やること 1: 下の記録から、「building」という語が入っている行をすべて抜き出してください。

── 本文 ──

新党首「朱立倫」は国民党の救世主になれるか

*国際情報サイトフォーサイトに執筆したものです。

 台湾の与党・国民党に、新しい党主席が誕生した。朱立倫・新北市長である。馬英九のあとを担う国民党の新世代リーダーといわれて10年。53歳という脂の乗り切った年齢でようやく出番が到来と思ったら、かなり厳しい局面での登場となった。心中、さぞ複雑なことだろう。いま、大きな問いが朱立倫には向けられている。それは「国民党の救世主になれるか」ということである。

 それはとりもなおさず、5月には決めなくてはならない国民党の総統候補に朱立倫がなるのかどうか、という問題に帰結する。

火中の栗は拾わず?

 1月19日、正式に党主席に就任した朱立倫は、さっそく就任演説で中台関係について、「両岸(中台)関係の急速な発展のなかで、お互いの社会構造の大きな違いから生まれる心理的な部分での影響や、経済交流のなかの不公平な利益配分について、真剣に厳格に向き合わないといけない」とし、馬英九政権下での中台関係の速すぎる接近が社会の不満を呼んでいる世論を意識して見せた。馬総統のメンツをつぶしかねない話をさらっと語ってみせるところが朱立倫の上手いところだ。

 朱立倫がなぜ次の指導者に早くから有力視されていたのかは、ひとえに、その優秀さと血統の良さによる。年齢は馬英九総統より11歳若い。「最も若い立法委員」「最も若い県長(知事)」など、常に政界の記録を塗り替えてきた。選挙では立法委員、桃園県長、新北市長と負け知らず。さらに、父親は大陸から渡ってきた外省人だが、母親は地元・桃園の名家出身の本省人で、子供のころから台湾人社会の中で育ったので、馬総統と違って台湾語も流暢だ。妻の高家は台南の政治家一族で、南部の本土派にも地盤を持つ点も有利だ。

───
── データ集 ──

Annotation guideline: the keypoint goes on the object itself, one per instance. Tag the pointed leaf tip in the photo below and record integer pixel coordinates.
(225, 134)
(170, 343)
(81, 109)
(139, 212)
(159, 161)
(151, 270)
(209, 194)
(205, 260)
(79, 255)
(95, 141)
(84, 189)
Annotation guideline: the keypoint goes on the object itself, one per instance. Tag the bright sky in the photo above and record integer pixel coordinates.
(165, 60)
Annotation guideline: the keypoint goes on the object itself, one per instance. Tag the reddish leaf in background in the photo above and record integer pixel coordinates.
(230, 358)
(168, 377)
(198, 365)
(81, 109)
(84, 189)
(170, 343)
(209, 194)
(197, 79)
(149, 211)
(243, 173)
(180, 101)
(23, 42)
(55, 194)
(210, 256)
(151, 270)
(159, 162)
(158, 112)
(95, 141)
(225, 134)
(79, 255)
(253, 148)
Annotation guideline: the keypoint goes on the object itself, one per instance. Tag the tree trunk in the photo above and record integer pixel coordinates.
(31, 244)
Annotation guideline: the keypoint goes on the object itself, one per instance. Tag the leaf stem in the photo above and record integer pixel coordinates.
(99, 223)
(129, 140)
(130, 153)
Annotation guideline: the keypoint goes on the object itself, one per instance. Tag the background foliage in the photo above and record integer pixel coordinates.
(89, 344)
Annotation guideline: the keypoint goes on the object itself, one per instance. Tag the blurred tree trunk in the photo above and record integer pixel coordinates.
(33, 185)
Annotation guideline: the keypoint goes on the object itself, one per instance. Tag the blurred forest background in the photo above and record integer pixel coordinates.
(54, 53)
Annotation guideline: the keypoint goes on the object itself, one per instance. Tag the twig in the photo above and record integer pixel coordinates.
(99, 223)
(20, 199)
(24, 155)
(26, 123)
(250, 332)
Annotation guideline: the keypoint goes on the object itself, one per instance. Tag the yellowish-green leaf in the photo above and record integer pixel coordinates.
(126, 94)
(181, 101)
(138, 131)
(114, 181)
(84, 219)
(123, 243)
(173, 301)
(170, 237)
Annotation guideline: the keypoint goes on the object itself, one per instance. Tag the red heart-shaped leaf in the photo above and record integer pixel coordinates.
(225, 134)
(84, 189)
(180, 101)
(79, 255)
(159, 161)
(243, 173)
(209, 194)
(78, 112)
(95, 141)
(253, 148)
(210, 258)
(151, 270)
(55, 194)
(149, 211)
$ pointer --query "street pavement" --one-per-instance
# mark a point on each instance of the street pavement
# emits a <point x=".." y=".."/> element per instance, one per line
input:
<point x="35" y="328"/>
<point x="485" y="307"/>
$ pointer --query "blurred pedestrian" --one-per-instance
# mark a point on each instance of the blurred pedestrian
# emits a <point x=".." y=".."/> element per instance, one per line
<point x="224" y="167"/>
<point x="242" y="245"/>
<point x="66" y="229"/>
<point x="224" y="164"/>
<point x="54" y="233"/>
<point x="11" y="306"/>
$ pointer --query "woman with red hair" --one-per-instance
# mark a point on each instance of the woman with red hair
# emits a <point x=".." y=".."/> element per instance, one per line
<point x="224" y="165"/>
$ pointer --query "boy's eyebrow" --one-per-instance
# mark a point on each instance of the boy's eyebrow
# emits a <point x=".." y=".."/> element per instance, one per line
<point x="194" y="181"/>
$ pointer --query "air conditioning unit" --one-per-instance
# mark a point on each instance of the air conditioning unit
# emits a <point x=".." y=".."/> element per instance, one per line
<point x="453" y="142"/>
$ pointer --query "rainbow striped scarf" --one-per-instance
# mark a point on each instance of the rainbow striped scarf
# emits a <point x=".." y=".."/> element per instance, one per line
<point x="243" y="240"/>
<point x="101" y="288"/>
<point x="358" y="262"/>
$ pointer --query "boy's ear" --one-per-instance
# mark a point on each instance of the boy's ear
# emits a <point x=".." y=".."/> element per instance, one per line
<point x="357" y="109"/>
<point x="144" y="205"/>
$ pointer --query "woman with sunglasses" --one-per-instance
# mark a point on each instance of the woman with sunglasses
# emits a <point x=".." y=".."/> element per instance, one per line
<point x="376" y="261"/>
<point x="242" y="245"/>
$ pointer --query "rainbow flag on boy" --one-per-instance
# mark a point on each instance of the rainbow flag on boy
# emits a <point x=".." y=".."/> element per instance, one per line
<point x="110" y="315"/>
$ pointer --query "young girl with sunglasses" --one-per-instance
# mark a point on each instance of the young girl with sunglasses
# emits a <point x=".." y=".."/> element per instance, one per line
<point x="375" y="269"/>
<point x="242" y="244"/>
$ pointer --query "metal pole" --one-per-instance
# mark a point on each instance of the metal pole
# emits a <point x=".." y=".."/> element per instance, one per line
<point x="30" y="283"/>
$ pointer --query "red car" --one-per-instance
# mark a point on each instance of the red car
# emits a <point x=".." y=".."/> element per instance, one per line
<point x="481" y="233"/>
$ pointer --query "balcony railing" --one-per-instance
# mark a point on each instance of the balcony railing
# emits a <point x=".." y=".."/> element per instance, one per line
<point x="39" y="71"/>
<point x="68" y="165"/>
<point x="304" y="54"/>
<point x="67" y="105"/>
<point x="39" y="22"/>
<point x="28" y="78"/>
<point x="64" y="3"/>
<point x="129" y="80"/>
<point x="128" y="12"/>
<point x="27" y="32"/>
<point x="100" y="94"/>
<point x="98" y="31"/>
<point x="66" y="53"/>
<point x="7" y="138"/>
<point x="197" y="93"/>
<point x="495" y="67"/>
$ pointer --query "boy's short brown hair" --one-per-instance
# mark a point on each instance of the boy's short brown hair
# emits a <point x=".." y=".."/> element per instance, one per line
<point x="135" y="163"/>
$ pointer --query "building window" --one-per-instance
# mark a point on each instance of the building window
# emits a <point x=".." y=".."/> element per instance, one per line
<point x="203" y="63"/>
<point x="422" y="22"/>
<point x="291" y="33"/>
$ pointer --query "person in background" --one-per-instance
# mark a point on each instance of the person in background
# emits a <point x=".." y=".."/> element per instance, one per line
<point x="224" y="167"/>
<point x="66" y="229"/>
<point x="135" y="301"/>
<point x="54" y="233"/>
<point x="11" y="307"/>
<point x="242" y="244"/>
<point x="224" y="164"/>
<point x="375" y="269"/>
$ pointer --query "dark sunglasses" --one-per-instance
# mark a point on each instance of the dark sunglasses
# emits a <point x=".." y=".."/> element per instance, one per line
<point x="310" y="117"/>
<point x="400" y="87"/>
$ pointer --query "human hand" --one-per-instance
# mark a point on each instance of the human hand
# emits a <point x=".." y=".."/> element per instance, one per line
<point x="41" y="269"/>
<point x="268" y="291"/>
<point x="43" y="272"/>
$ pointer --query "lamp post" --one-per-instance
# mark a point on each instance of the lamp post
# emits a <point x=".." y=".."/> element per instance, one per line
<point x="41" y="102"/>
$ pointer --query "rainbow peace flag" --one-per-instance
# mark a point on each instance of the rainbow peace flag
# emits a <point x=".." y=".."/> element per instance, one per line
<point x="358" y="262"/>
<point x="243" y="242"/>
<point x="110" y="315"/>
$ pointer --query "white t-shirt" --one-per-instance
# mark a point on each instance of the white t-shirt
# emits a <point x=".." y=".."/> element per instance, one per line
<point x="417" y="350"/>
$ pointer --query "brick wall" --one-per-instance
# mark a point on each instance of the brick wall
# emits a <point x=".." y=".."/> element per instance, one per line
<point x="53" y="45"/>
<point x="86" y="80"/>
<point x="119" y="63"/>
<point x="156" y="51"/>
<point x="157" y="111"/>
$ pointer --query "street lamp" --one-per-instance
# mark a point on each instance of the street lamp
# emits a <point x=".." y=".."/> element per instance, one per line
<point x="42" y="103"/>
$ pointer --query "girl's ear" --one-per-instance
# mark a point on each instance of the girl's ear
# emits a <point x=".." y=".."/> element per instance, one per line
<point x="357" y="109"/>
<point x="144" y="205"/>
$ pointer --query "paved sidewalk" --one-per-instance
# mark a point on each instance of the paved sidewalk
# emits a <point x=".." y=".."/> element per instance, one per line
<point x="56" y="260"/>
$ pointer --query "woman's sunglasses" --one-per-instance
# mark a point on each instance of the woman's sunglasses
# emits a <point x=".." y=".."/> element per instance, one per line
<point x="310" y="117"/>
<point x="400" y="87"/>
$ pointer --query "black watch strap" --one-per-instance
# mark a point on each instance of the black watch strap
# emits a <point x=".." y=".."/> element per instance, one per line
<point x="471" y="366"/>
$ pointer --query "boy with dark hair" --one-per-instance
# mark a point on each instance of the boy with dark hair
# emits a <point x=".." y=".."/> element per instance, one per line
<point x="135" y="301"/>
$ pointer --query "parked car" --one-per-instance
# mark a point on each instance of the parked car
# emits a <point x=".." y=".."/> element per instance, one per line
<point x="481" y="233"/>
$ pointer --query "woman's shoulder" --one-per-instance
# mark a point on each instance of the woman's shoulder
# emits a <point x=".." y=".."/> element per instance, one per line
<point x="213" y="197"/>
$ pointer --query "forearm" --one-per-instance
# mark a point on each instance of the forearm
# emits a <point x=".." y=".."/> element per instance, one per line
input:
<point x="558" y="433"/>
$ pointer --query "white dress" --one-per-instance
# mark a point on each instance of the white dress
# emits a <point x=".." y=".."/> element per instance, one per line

───

やること 2: 上の本文のうち、「それはとりもなおさず、5月に」から「ろが朱立倫の上手いところだ。」までの部分を、一字も変えずに打ち直してください。

解答例 1:
$ pointer --query "building window" --one-per-instance
# mark a point on each instance of the building window

解答例 2:
それはとりもなおさず、5月には決めなくてはならない国民党の総統候補に朱立倫がなるのかどうか、という問題に帰結する。

火中の栗は拾わず?

 1月19日、正式に党主席に就任した朱立倫は、さっそく就任演説で中台関係について、「両岸(中台)関係の急速な発展のなかで、お互いの社会構造の大きな違いから生まれる心理的な部分での影響や、経済交流のなかの不公平な利益配分について、真剣に厳格に向き合わないといけない」とし、馬英九政権下での中台関係の速すぎる接近が社会の不満を呼んでいる世論を意識して見せた。馬総統のメンツをつぶしかねない話をさらっと語ってみせるところが朱立倫の上手いところだ。